EXERCISE REQUIREMENTS: Wherever the word "lamp" turns up in a line of the entries, copy that line.

#### DATA FOR ANALYSIS ####

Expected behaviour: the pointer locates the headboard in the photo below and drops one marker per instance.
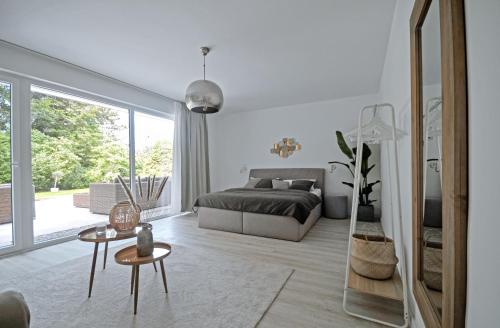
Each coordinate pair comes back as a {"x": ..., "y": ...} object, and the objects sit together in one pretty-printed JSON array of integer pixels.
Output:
[{"x": 292, "y": 173}]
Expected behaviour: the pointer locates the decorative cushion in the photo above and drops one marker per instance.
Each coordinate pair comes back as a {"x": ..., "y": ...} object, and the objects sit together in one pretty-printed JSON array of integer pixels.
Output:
[
  {"x": 280, "y": 184},
  {"x": 264, "y": 183},
  {"x": 302, "y": 185},
  {"x": 252, "y": 182}
]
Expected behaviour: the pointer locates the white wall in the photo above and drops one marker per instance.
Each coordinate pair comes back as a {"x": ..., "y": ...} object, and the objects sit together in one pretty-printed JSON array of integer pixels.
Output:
[
  {"x": 245, "y": 139},
  {"x": 21, "y": 61},
  {"x": 395, "y": 88},
  {"x": 483, "y": 61}
]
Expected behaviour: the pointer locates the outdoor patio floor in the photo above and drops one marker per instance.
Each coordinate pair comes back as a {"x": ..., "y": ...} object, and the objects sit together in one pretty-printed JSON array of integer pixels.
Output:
[
  {"x": 58, "y": 218},
  {"x": 55, "y": 218}
]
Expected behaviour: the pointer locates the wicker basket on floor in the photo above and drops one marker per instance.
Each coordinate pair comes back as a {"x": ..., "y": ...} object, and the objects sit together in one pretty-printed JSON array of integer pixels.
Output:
[
  {"x": 433, "y": 265},
  {"x": 373, "y": 257}
]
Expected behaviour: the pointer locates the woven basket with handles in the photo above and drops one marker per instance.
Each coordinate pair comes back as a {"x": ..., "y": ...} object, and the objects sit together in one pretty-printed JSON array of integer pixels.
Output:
[
  {"x": 373, "y": 257},
  {"x": 433, "y": 265}
]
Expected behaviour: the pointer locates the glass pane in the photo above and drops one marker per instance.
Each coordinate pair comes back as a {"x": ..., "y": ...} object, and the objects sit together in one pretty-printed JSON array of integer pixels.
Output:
[
  {"x": 432, "y": 145},
  {"x": 79, "y": 147},
  {"x": 5, "y": 165},
  {"x": 153, "y": 158}
]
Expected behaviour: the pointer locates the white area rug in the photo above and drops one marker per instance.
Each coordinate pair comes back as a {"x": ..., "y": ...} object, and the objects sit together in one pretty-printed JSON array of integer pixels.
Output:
[{"x": 206, "y": 289}]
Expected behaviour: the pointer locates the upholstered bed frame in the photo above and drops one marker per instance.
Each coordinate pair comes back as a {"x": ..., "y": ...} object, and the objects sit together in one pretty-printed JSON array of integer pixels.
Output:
[{"x": 265, "y": 225}]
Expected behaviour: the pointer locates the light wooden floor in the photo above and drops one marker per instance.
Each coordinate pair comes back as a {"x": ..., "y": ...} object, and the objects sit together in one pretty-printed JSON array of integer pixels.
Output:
[{"x": 312, "y": 297}]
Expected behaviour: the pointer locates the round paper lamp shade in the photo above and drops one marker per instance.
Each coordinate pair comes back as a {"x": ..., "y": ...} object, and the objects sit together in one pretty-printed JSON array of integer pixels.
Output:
[{"x": 204, "y": 96}]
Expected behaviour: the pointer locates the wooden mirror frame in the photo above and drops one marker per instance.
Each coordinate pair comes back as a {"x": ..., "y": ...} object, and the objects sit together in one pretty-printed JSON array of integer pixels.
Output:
[{"x": 454, "y": 162}]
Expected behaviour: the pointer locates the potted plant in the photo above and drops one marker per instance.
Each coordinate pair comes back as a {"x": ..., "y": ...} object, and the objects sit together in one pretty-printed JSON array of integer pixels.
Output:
[
  {"x": 365, "y": 206},
  {"x": 57, "y": 175}
]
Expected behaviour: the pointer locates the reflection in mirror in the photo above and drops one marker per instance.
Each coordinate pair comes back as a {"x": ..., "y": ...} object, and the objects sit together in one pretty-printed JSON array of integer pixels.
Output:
[{"x": 432, "y": 155}]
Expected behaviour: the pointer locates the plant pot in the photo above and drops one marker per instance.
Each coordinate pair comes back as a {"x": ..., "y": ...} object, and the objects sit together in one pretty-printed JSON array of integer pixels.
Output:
[
  {"x": 373, "y": 257},
  {"x": 366, "y": 213}
]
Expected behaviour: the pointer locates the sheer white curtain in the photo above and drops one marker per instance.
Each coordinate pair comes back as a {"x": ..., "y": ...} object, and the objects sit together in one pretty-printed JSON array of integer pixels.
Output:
[
  {"x": 177, "y": 166},
  {"x": 190, "y": 167}
]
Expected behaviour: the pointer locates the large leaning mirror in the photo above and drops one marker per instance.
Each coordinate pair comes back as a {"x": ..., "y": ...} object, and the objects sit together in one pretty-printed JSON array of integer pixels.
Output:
[{"x": 439, "y": 161}]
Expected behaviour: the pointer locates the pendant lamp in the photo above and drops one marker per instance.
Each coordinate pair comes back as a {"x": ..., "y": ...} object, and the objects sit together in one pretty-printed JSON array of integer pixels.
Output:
[{"x": 204, "y": 96}]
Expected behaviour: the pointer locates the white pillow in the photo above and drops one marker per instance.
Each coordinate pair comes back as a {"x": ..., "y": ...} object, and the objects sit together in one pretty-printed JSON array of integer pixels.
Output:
[
  {"x": 312, "y": 187},
  {"x": 280, "y": 184}
]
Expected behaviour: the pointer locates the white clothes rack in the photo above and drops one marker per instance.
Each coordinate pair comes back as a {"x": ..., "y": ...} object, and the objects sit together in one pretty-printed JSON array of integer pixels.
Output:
[{"x": 374, "y": 132}]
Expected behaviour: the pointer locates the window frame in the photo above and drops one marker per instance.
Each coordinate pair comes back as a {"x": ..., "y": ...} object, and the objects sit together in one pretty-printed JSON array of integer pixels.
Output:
[{"x": 23, "y": 234}]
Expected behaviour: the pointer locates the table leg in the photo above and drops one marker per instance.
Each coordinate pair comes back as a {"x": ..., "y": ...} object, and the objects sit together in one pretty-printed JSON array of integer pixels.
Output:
[
  {"x": 132, "y": 280},
  {"x": 96, "y": 248},
  {"x": 164, "y": 276},
  {"x": 105, "y": 255},
  {"x": 136, "y": 288}
]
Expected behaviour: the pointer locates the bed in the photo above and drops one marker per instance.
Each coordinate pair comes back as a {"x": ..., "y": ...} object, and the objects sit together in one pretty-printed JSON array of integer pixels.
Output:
[{"x": 300, "y": 211}]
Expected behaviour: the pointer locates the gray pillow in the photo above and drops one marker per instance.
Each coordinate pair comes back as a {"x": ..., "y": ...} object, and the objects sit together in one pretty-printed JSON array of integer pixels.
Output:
[
  {"x": 280, "y": 184},
  {"x": 264, "y": 183},
  {"x": 302, "y": 185},
  {"x": 252, "y": 183}
]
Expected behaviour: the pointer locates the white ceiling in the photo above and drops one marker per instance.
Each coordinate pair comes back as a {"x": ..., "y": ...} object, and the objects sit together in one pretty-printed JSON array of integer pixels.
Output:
[{"x": 266, "y": 53}]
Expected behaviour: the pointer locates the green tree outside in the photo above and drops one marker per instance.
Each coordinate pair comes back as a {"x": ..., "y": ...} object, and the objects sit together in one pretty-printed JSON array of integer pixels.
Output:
[{"x": 79, "y": 140}]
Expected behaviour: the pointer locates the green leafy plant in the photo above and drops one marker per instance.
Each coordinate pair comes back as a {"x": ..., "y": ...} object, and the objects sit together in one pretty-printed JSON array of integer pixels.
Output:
[{"x": 366, "y": 187}]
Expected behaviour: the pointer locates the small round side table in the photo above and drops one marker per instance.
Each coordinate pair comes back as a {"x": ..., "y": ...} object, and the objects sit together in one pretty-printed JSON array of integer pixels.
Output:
[
  {"x": 128, "y": 256},
  {"x": 91, "y": 235}
]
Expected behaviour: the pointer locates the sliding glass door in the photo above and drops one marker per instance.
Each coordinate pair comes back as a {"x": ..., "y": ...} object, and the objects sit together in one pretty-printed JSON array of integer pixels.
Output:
[
  {"x": 154, "y": 137},
  {"x": 79, "y": 147},
  {"x": 6, "y": 212},
  {"x": 60, "y": 154}
]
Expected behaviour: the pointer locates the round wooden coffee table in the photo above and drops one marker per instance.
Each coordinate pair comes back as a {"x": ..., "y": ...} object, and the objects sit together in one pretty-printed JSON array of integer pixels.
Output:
[
  {"x": 128, "y": 256},
  {"x": 91, "y": 235}
]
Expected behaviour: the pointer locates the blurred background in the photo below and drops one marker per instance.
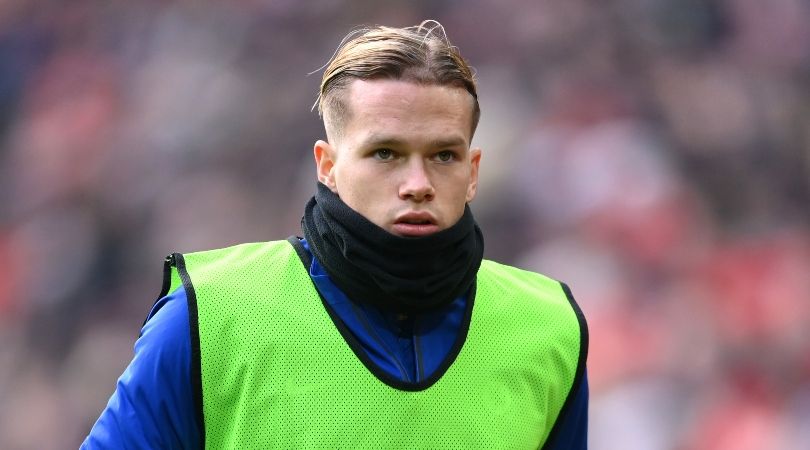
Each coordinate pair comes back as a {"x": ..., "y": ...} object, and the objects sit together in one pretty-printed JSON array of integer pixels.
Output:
[{"x": 653, "y": 154}]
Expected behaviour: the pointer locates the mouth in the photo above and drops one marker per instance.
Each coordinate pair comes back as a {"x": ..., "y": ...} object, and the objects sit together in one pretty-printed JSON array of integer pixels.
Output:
[{"x": 415, "y": 224}]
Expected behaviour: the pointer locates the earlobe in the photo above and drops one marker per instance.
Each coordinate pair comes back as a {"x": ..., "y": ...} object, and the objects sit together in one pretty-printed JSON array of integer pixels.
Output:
[
  {"x": 325, "y": 163},
  {"x": 475, "y": 160}
]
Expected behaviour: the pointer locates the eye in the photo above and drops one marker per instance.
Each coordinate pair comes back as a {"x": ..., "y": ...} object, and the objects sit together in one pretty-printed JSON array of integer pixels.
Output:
[
  {"x": 384, "y": 154},
  {"x": 445, "y": 156}
]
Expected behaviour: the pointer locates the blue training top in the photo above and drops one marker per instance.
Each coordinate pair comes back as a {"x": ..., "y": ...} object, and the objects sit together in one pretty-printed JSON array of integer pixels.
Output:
[{"x": 153, "y": 406}]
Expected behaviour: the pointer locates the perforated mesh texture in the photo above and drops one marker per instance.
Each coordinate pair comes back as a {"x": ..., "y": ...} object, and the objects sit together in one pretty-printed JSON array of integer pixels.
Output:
[{"x": 276, "y": 372}]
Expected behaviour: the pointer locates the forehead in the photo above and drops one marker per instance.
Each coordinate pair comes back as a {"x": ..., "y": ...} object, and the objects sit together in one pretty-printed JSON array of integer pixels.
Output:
[{"x": 405, "y": 106}]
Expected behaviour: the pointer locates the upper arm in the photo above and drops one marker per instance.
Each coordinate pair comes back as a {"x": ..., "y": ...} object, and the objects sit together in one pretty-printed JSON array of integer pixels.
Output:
[
  {"x": 571, "y": 429},
  {"x": 152, "y": 406}
]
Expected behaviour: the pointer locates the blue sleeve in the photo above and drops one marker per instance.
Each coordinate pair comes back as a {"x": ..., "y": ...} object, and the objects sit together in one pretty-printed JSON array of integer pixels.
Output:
[
  {"x": 571, "y": 429},
  {"x": 152, "y": 406}
]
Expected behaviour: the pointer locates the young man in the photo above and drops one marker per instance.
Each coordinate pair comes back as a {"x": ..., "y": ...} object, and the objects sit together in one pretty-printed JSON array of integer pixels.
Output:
[{"x": 382, "y": 327}]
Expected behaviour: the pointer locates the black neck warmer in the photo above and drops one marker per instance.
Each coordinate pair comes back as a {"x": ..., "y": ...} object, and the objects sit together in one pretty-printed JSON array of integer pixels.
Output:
[{"x": 402, "y": 274}]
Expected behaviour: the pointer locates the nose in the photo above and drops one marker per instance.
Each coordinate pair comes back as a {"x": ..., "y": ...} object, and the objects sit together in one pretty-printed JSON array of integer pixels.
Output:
[{"x": 416, "y": 185}]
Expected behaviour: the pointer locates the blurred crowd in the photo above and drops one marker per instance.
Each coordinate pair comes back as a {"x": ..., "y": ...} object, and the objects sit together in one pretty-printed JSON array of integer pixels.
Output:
[{"x": 653, "y": 154}]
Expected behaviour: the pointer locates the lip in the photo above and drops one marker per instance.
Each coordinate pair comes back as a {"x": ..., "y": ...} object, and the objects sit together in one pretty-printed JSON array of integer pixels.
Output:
[{"x": 403, "y": 226}]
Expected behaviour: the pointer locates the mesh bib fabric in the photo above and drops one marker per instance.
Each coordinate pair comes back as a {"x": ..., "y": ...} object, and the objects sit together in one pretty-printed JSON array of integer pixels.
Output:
[{"x": 276, "y": 372}]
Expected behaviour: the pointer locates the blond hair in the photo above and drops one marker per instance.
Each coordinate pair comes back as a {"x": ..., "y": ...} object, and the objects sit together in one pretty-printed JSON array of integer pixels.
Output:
[{"x": 421, "y": 54}]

####

SOLUTION FOR THIS TASK:
Expected behaviour: the pointer locates the round paper lamp shade in the photo above and drops one marker per instance.
Expected behaviour: the pointer locates the pendant lamp in the photo above and drops one marker per instance.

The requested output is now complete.